--- Start of Document segment ---
3.5           Limitation on Extension of Entitlement Date
 
Notwithstanding any other provision of the Plan, all Shares issuable and any payments hereunder to, or in respect of, an Eligible Director who is not a US Taxpayer shall be issued or paid, as applicable, on or before December 31 of the calendar year commencing immediately after the Eligible Director's Termination Date.  For greater certainty, except as provided in Section 3.4, Shares issuable and payments hereunder to or in respect of a US Taxpayer shall be issued or paid, as applicable, within the time determined in accordance with Section 3.2 or Section 3.3, as applicable.
 
3.6           Death of Eligible Director
 
In the event of an Eligible Director's death, Shares shall become issuable and/or amounts payable in respect of any and all Deferred Share Units then credited to the Eligible Director's Account in accordance with Sections 3.3, 3.4 and 3.5 as soon as reasonably practicable after the Eligible Director's date of death and such date of death shall be deemed to be the sole Entitlement Date with respect to the Eligible Director; provided that, solely with respect to a deceased US Taxpayer, in no event  shall such Shares be issued or any payment made later than December 31 of the calendar year in which the death occurs, or if later, the 15th day of the third month following the Eligible Director's date of death.
--- End of Document segment ---
--- Start of Data rows ---
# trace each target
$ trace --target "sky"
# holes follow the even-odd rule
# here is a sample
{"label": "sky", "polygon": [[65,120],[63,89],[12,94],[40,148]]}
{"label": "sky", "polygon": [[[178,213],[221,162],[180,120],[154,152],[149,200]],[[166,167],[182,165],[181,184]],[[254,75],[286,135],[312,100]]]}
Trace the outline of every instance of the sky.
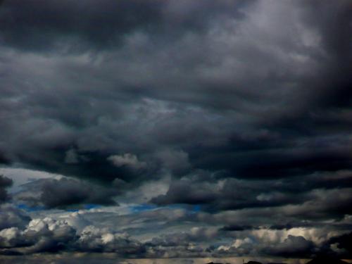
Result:
{"label": "sky", "polygon": [[352,259],[352,1],[0,1],[0,260]]}

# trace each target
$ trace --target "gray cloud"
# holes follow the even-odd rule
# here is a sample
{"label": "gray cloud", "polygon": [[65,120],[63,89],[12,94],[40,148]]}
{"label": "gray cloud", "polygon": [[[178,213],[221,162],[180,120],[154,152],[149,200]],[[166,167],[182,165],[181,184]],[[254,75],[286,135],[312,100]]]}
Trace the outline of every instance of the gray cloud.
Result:
{"label": "gray cloud", "polygon": [[3,253],[350,256],[350,1],[16,0],[0,17],[0,163],[63,175],[10,194],[1,176],[0,203],[127,212],[33,231],[1,205]]}
{"label": "gray cloud", "polygon": [[0,175],[0,203],[9,199],[10,197],[6,191],[6,188],[11,187],[12,184],[11,179]]}
{"label": "gray cloud", "polygon": [[41,179],[27,183],[15,199],[30,206],[46,208],[80,206],[81,204],[118,205],[113,197],[120,190],[76,179]]}

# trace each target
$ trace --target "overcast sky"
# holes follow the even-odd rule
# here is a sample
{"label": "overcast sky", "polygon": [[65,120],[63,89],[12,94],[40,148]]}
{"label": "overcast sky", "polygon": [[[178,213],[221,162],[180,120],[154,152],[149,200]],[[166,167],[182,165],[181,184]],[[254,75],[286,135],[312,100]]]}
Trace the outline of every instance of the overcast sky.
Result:
{"label": "overcast sky", "polygon": [[352,258],[351,73],[350,0],[0,1],[0,259]]}

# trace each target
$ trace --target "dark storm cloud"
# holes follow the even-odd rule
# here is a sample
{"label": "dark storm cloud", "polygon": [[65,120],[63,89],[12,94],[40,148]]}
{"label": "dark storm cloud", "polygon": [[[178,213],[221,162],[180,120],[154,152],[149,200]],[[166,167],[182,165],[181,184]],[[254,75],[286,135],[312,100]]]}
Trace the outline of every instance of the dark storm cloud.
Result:
{"label": "dark storm cloud", "polygon": [[24,228],[30,220],[20,210],[8,205],[1,206],[0,210],[0,230],[9,227]]}
{"label": "dark storm cloud", "polygon": [[11,187],[13,180],[4,175],[0,175],[0,203],[8,200],[10,198],[6,191],[6,188]]}
{"label": "dark storm cloud", "polygon": [[[30,239],[26,219],[4,215],[16,223],[4,225],[4,246],[291,257],[316,246],[288,237],[291,230],[320,228],[325,240],[345,232],[352,213],[351,13],[345,0],[4,1],[0,163],[79,178],[33,182],[15,201],[53,208],[143,196],[182,209],[120,217],[121,225],[139,218],[140,226],[125,227],[133,234],[182,222],[240,240],[206,252],[209,245],[192,243],[210,237],[191,232],[144,244],[98,227],[84,237],[54,222],[38,226],[42,239]],[[2,179],[4,201],[10,184]],[[92,218],[112,227],[112,215]],[[281,240],[253,245],[264,227]]]}
{"label": "dark storm cloud", "polygon": [[[168,168],[177,175],[203,168],[280,178],[350,168],[351,113],[339,99],[348,98],[351,47],[334,39],[350,37],[351,4],[314,2],[317,16],[312,3],[6,1],[2,156],[136,184],[164,172],[163,151],[184,153],[175,161],[181,170]],[[93,49],[99,42],[100,51],[58,56],[73,39]],[[108,160],[126,153],[144,170]]]}
{"label": "dark storm cloud", "polygon": [[[163,1],[6,1],[2,6],[2,42],[20,49],[68,51],[105,49],[121,44],[123,37],[135,31],[165,34],[175,39],[187,31],[203,30],[214,16],[240,16],[240,1],[178,3]],[[20,8],[19,8],[20,6]],[[196,12],[195,12],[196,11]],[[28,34],[30,32],[30,37]],[[67,44],[68,43],[68,45]]]}
{"label": "dark storm cloud", "polygon": [[81,204],[117,205],[113,197],[120,191],[75,179],[42,179],[23,186],[14,199],[29,206],[47,208],[80,206]]}
{"label": "dark storm cloud", "polygon": [[[196,175],[172,182],[165,194],[154,197],[151,201],[163,206],[199,204],[203,209],[210,210],[298,204],[310,207],[309,204],[312,204],[312,206],[315,206],[315,210],[306,212],[312,215],[314,212],[318,215],[317,212],[322,210],[343,216],[351,213],[348,208],[351,197],[347,191],[351,189],[351,179],[350,172],[344,171],[295,178],[252,181],[233,178],[218,180],[210,178],[204,181],[203,177]],[[350,189],[344,189],[348,187]],[[339,191],[343,194],[335,195]],[[334,203],[339,206],[334,208],[332,204]],[[306,213],[303,213],[303,210],[301,211],[303,214]]]}
{"label": "dark storm cloud", "polygon": [[314,253],[315,245],[303,237],[289,235],[283,243],[263,249],[270,256],[279,256],[285,258],[310,258]]}

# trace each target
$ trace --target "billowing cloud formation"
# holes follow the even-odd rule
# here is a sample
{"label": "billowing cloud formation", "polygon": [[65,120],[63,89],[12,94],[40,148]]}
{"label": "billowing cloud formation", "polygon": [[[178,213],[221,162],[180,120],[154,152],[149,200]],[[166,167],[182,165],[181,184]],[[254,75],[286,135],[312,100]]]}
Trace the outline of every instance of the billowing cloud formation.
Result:
{"label": "billowing cloud formation", "polygon": [[41,179],[23,186],[15,200],[30,206],[65,208],[80,204],[117,205],[113,197],[120,191],[114,187],[102,187],[84,181],[62,177]]}
{"label": "billowing cloud formation", "polygon": [[0,175],[0,203],[9,199],[6,191],[6,188],[11,187],[13,184],[11,179],[4,175]]}
{"label": "billowing cloud formation", "polygon": [[1,253],[350,258],[337,2],[1,1]]}

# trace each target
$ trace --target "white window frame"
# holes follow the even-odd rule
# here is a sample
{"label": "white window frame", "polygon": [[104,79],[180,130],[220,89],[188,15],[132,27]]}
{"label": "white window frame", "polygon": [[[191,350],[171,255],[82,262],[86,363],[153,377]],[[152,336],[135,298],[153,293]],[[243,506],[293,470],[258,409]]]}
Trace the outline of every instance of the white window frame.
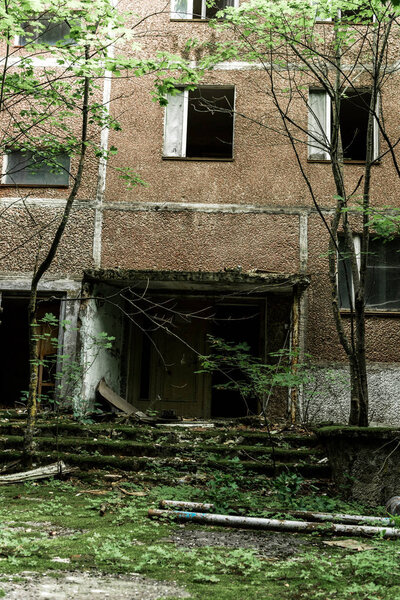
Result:
{"label": "white window frame", "polygon": [[[207,0],[201,0],[201,17],[193,17],[193,0],[186,0],[186,11],[179,12],[176,10],[176,2],[171,0],[171,19],[173,21],[205,21],[207,20]],[[238,8],[239,0],[233,0],[233,8]]]}
{"label": "white window frame", "polygon": [[[361,90],[360,90],[361,91]],[[331,142],[331,135],[332,135],[332,103],[331,103],[331,99],[329,94],[321,89],[318,88],[310,88],[309,90],[309,94],[312,94],[313,92],[318,92],[319,94],[325,94],[325,119],[324,119],[324,131],[323,133],[325,134],[325,138],[326,138],[326,142],[329,145]],[[379,94],[378,97],[376,99],[376,105],[375,105],[375,114],[379,115],[379,106],[380,106],[380,98],[379,98]],[[307,107],[308,107],[308,114],[309,114],[309,119],[310,119],[310,101],[308,101],[307,103]],[[310,122],[310,121],[309,121]],[[321,123],[322,125],[322,123]],[[309,125],[308,125],[309,127]],[[315,140],[313,140],[312,138],[310,138],[310,136],[308,137],[308,142],[307,142],[307,146],[308,146],[308,160],[330,160],[330,154],[327,151],[322,150],[323,154],[325,155],[325,158],[323,159],[315,159],[312,158],[311,154],[310,154],[310,150],[311,148],[315,148],[316,146],[313,146],[313,141],[315,143]],[[374,123],[373,123],[373,154],[372,154],[372,159],[376,160],[379,156],[379,126],[378,126],[378,120],[376,118],[376,116],[374,116]]]}
{"label": "white window frame", "polygon": [[[207,85],[199,86],[208,87]],[[218,87],[218,84],[212,87]],[[221,88],[227,87],[226,84],[221,84]],[[233,87],[233,106],[236,106],[236,86]],[[182,110],[179,115],[179,127],[181,129],[176,136],[176,148],[171,151],[171,135],[170,124],[168,122],[168,106],[174,103],[174,98],[182,99]],[[187,125],[188,125],[188,110],[189,110],[189,90],[182,90],[177,94],[167,94],[168,105],[164,111],[164,143],[163,143],[163,158],[186,158],[186,146],[187,146]],[[176,100],[175,100],[176,102]],[[232,120],[232,159],[233,159],[233,148],[235,144],[235,112],[233,112]],[[213,159],[210,159],[213,160]]]}
{"label": "white window frame", "polygon": [[[315,18],[315,21],[317,23],[333,23],[334,22],[334,20],[335,20],[334,17],[327,17],[326,19],[319,18],[318,17],[318,2],[315,2],[315,5],[317,7],[317,14],[316,14],[316,18]],[[340,8],[338,8],[338,10],[337,10],[336,17],[337,17],[337,19],[341,19],[342,18],[342,11],[340,10]],[[376,15],[375,14],[372,17],[372,22],[373,23],[376,22]],[[354,21],[354,23],[352,23],[352,25],[363,25],[363,23],[358,23],[357,21]]]}
{"label": "white window frame", "polygon": [[[331,112],[332,112],[332,103],[331,103],[331,99],[329,94],[327,94],[327,92],[325,92],[324,90],[321,90],[320,88],[310,88],[309,90],[309,99],[308,99],[308,103],[307,103],[307,108],[308,108],[308,130],[310,130],[310,118],[312,118],[312,116],[316,116],[315,114],[313,115],[313,113],[311,112],[311,106],[310,106],[310,94],[312,93],[318,93],[318,94],[323,94],[325,96],[325,113],[323,116],[323,122],[319,121],[319,125],[321,125],[321,137],[322,135],[325,138],[325,142],[324,145],[326,143],[327,146],[330,145],[331,143],[331,127],[332,127],[332,123],[331,123]],[[324,150],[323,148],[321,148],[321,153],[324,155],[324,157],[322,159],[316,159],[316,158],[312,158],[312,154],[311,154],[311,150],[313,148],[317,148],[318,146],[316,146],[315,144],[317,144],[318,141],[315,139],[315,137],[312,136],[308,136],[308,159],[309,160],[330,160],[330,154],[328,152],[328,150]],[[321,142],[322,144],[323,142]]]}

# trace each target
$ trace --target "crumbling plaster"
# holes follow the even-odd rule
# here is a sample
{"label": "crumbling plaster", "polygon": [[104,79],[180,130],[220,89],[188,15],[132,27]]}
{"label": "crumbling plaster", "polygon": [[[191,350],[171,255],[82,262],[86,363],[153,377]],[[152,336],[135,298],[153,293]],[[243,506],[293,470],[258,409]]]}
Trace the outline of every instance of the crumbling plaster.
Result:
{"label": "crumbling plaster", "polygon": [[[343,365],[325,363],[313,371],[314,381],[304,389],[301,418],[311,423],[347,423],[350,414],[350,377]],[[371,423],[400,425],[400,366],[369,364],[369,418]]]}
{"label": "crumbling plaster", "polygon": [[[110,294],[112,301],[102,299]],[[79,313],[82,388],[75,398],[75,411],[79,414],[85,414],[94,405],[96,387],[102,378],[120,393],[124,343],[124,313],[115,290],[104,285],[86,286],[85,295],[89,297],[83,300]],[[98,343],[103,332],[115,337],[111,348]]]}

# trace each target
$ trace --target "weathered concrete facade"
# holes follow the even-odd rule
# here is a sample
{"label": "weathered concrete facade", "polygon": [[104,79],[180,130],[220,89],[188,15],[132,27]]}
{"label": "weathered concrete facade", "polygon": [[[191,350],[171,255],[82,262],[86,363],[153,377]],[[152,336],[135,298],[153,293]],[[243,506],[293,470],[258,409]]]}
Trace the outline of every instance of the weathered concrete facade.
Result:
{"label": "weathered concrete facade", "polygon": [[[128,0],[125,4],[129,5]],[[165,2],[142,0],[139,4],[141,13],[153,13],[146,21],[146,30],[162,32],[158,37],[149,35],[144,39],[149,56],[160,48],[183,53],[188,38],[205,40],[220,35],[210,32],[206,22],[171,20]],[[159,12],[154,11],[155,5]],[[196,60],[199,56],[194,54],[188,58]],[[393,80],[385,99],[388,127],[393,130],[399,128],[398,83]],[[122,132],[103,132],[101,145],[104,149],[117,146],[118,154],[109,165],[102,161],[87,165],[62,246],[42,284],[43,298],[57,296],[60,306],[64,307],[60,314],[70,312],[71,320],[80,330],[77,356],[83,364],[83,387],[75,392],[75,402],[81,407],[93,402],[96,384],[105,377],[117,393],[128,395],[140,404],[138,389],[141,385],[152,385],[143,383],[143,378],[140,380],[141,371],[146,369],[146,377],[153,380],[156,372],[171,370],[171,363],[178,360],[182,365],[185,363],[186,354],[178,350],[178,346],[169,358],[164,337],[156,342],[151,337],[151,343],[166,347],[163,364],[154,366],[156,358],[151,349],[145,349],[143,341],[143,316],[135,317],[137,322],[132,325],[130,299],[121,295],[121,290],[132,287],[139,296],[150,294],[152,310],[155,304],[172,310],[168,304],[171,298],[173,304],[185,299],[179,310],[187,314],[209,307],[215,312],[215,306],[223,306],[225,316],[222,318],[225,319],[233,318],[227,306],[236,307],[232,315],[237,315],[238,306],[243,307],[245,316],[250,314],[246,306],[260,307],[256,311],[258,321],[254,332],[256,327],[262,330],[257,342],[257,352],[262,357],[271,348],[277,350],[278,342],[284,344],[286,340],[290,344],[284,332],[285,327],[292,327],[291,311],[296,298],[300,308],[297,332],[300,350],[310,353],[313,362],[321,367],[316,384],[319,389],[311,396],[304,390],[299,414],[317,421],[346,420],[349,387],[343,377],[346,372],[344,352],[331,316],[328,235],[312,205],[289,143],[274,133],[273,127],[265,129],[255,123],[257,119],[260,122],[270,119],[271,124],[274,118],[270,99],[260,91],[264,85],[263,74],[246,65],[227,63],[207,74],[204,84],[229,85],[235,89],[233,154],[227,160],[163,156],[165,110],[151,100],[149,77],[113,79],[111,84],[107,80],[103,86],[104,101],[111,100],[110,110],[120,120]],[[119,99],[121,92],[124,95]],[[307,114],[300,104],[298,111],[307,129]],[[251,114],[252,120],[240,116],[246,114]],[[327,184],[330,165],[307,162],[305,143],[299,146],[299,152],[324,215],[329,219],[335,193],[333,185]],[[127,189],[114,167],[132,167],[147,186]],[[374,202],[380,206],[398,205],[400,184],[389,158],[384,157],[374,169]],[[354,187],[361,173],[359,165],[346,165],[345,177]],[[19,196],[13,195],[12,186],[0,186],[0,210],[7,214],[0,232],[3,298],[7,295],[26,298],[39,245],[38,232],[44,236],[40,239],[43,247],[57,224],[68,190],[32,187],[24,192],[29,212]],[[226,274],[230,272],[240,277],[229,281]],[[186,282],[184,273],[190,274]],[[201,273],[207,274],[203,282],[196,275]],[[305,280],[299,286],[297,278],[301,276],[310,278],[309,286]],[[247,279],[251,277],[254,282]],[[81,289],[83,280],[85,286]],[[79,300],[74,300],[76,296]],[[280,307],[283,307],[282,314]],[[150,310],[142,305],[138,308],[137,302],[134,309],[136,312]],[[161,309],[158,310],[161,314]],[[213,321],[213,315],[207,313],[209,322]],[[3,320],[6,319],[7,314],[4,314]],[[165,319],[169,323],[169,317]],[[193,319],[192,323],[198,321]],[[195,351],[204,353],[205,336],[211,329],[196,327],[193,325],[187,343],[192,345],[196,336],[200,336],[201,343]],[[101,331],[114,336],[116,342],[112,349],[102,349],[98,354],[93,346],[93,335]],[[75,334],[70,333],[63,343],[71,347],[74,338]],[[275,339],[268,346],[272,338]],[[375,311],[367,315],[372,420],[400,423],[399,345],[398,314],[377,315]],[[147,365],[138,357],[144,352],[148,353]],[[15,357],[18,357],[17,349]],[[327,365],[331,369],[328,383]],[[196,365],[193,363],[190,368],[195,371]],[[183,369],[176,376],[176,388],[185,385],[180,379],[182,373],[186,371]],[[336,381],[332,373],[337,373]],[[192,407],[189,413],[210,416],[213,414],[211,383],[204,378],[200,383],[200,392],[196,391],[195,381],[190,386],[192,394],[202,395],[203,408]],[[153,397],[143,401],[145,404],[153,402],[157,409],[157,398],[166,393],[164,380],[154,386]],[[203,388],[207,386],[205,392]],[[179,405],[179,402],[178,398],[172,403],[173,410],[185,414],[184,403]],[[275,414],[283,417],[288,405],[286,399],[281,399],[281,403]],[[166,409],[167,404],[162,407]]]}

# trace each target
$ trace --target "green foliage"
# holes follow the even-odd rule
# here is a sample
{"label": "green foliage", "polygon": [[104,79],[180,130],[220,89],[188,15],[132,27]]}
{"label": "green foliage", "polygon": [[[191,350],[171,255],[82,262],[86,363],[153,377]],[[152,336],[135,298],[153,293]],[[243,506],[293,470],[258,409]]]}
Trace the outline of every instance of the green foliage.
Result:
{"label": "green foliage", "polygon": [[291,350],[271,352],[271,363],[264,363],[250,352],[246,342],[235,344],[208,335],[212,353],[200,357],[202,368],[198,373],[223,373],[226,382],[218,389],[238,391],[244,400],[257,398],[262,404],[265,394],[275,387],[295,388],[310,380],[310,371],[303,363],[292,368],[291,361],[297,353]]}
{"label": "green foliage", "polygon": [[[48,327],[43,327],[48,326]],[[54,348],[54,353],[38,358],[34,361],[37,367],[43,367],[48,377],[54,380],[54,391],[52,393],[42,393],[38,396],[37,401],[44,406],[55,408],[57,405],[75,406],[74,398],[76,390],[82,381],[85,370],[89,369],[99,354],[105,350],[111,350],[115,337],[101,331],[92,334],[88,340],[88,351],[92,356],[90,365],[84,367],[75,355],[63,353],[62,342],[55,332],[61,328],[64,333],[71,332],[71,322],[68,320],[59,320],[52,313],[46,313],[43,318],[37,323],[32,324],[38,333],[35,333],[34,341],[40,345],[41,343],[51,344]],[[39,331],[40,330],[40,331]],[[58,368],[57,368],[58,367]],[[22,399],[27,398],[28,392],[22,392]],[[86,415],[81,414],[79,403],[75,410],[77,418],[86,418]]]}
{"label": "green foliage", "polygon": [[296,501],[296,496],[304,482],[303,477],[297,473],[280,473],[272,481],[272,488],[278,499],[285,505],[291,505]]}
{"label": "green foliage", "polygon": [[[79,158],[83,149],[108,160],[116,148],[101,148],[99,134],[106,127],[119,131],[121,126],[99,100],[105,76],[153,75],[153,97],[161,103],[170,87],[198,81],[201,71],[179,56],[158,52],[143,58],[133,35],[140,22],[133,12],[120,6],[117,10],[112,0],[0,3],[0,37],[4,45],[10,43],[0,77],[0,109],[10,124],[3,131],[1,153],[19,150],[32,157],[32,172],[43,165],[54,173],[63,171],[60,155]],[[59,31],[60,39],[46,35],[51,29]],[[15,38],[22,44],[20,51],[12,48]],[[129,56],[123,54],[127,46]],[[90,132],[82,140],[85,89]],[[71,160],[69,175],[76,175],[77,164]],[[144,184],[130,167],[120,172],[129,188]]]}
--- End of Data rows ---
Answer these questions from the plan excerpt:
1. For an Eligible Director who is not a US Taxpayer, by what deadline must Shares be issued or payments made?
2. After an Eligible Director's death, which date is deemed the sole Entitlement Date?
3. For a deceased US Taxpayer, what is the latest time by which Shares may be issued or payment made?

**Task output**
1. On or before December 31 of the calendar year commencing immediately after the Eligible Director's Termination Date.
2. The Eligible Director's date of death.
3. December 31 of the calendar year in which the death occurs or, if later, the 15th day of the third month following the Eligible Director's date of death.